» **Selected text**
Hi Nikolas,
The restart of node is not helping , the node keeps trying to recover and
always fails:

here is the log :
2019-07-31 06:10:08.049 INFO
 (coreZkRegister-1-thread-1-processing-n:replica_host:8983_solr
x:parts_shard30_replica_n2697 c:parts s:shard30 r:core_node2698)
x:parts_shard30_replica_n2697 o.a.s.c.ZkController Core needs to
recover:parts_shard30_replica_n2697

2019-07-31 06:10:08.050 INFO
 (updateExecutor-3-thread-1-processing-n:replica_host:8983_solr
x:parts_shard30_replica_n2697 c:parts s:shard30 r:core_node2698)
x:parts_shard30_replica_n2697 o.a.s.u.DefaultSolrCoreState Running recovery

2019-07-31 06:10:08.056 INFO
 (recoveryExecutor-4-thread-1-processing-n:replica_host:8983_solr
x:parts_shard30_replica_n2697 c:parts s:shard30 r:core_node2698)
x:parts_shard30_replica_n2697 o.a.s.c.RecoveryStrategy Starting recovery
process. recoveringAfterStartup=true

2019-07-31 06:10:08.261 INFO
 (recoveryExecutor-4-thread-1-processing-n:replica_host:8983_solr
x:parts_shard30_replica_n2697 c:parts s:shard30 r:core_node2698)
x:parts_shard30_replica_n2697 o.a.s.c.RecoveryStrategy startupVersions
size=49956 range=[1640550593276674048 to 1640542396328443904]

2019-07-31 06:10:08.328 INFO  (qtp689401025-58)  o.a.s.s.HttpSolrCall
[admin] webapp=null path=/admin/info/key params={omitHeader=true&wt=json}
status=0 QTime=0

2019-07-31 06:10:09.276 INFO
 (recoveryExecutor-4-thread-1-processing-n:replica_host:8983_solr
x:parts_shard30_replica_n2697 c:parts s:shard30 r:core_node2698)
x:parts_shard30_replica_n2697 o.a.s.c.RecoveryStrategy Failed to connect
leader http://hostname:8983/solr on recovery, try again

The ping request query is being called from solr itself and not via some
script,so there is no way to stop it .

code where the time is hardcoded to 1 sec:

try (HttpSolrClient httpSolrClient = new
HttpSolrClient.Builder(leaderReplica.getCoreUrl())
          .withSocketTimeout(1000)
          .withConnectionTimeout(1000)

.withHttpClient(cc.getUpdateShardHandler().getRecoveryOnlyHttpClient())

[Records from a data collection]
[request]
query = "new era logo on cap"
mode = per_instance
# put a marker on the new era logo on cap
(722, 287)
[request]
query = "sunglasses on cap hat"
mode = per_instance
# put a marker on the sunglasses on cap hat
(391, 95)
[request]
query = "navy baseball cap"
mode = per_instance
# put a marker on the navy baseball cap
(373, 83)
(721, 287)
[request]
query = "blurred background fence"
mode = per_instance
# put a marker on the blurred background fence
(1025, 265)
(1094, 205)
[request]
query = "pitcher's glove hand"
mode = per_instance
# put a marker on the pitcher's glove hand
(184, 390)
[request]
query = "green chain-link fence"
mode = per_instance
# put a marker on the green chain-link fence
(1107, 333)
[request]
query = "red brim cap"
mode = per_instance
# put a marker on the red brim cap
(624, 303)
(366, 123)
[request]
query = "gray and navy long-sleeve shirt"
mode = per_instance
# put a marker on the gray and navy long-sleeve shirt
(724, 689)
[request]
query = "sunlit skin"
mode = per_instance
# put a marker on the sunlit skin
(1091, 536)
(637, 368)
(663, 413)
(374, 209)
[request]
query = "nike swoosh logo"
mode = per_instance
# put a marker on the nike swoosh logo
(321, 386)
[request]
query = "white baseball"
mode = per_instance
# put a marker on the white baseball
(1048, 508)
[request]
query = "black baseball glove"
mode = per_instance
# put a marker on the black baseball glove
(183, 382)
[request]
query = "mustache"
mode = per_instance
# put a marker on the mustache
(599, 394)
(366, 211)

» **Required tasks**
a – In the Solr recovery post, reproduce the passage from "The ping request" to "HttpSolrClient.Builder(leaderReplica.getCoreUrl())" word for word.
b – Answer these about the Solr recovery post:
(i) According to the poster, what happens after restarting the node?
(ii) What value does the log give for recoveringAfterStartup?
(iii) To what value are the socket and connection timeouts set in the quoted code?

» **Solutions per task**
a –
The ping request query is being called from solr itself and not via some
script,so there is no way to stop it .

code where the time is hardcoded to 1 sec:

try (HttpSolrClient httpSolrClient = new
HttpSolrClient.Builder(leaderReplica.getCoreUrl())

b –
(i) The restart doesn't help. The node keeps trying to recover and always fails.
(ii) true
(iii) 1000 (1 second)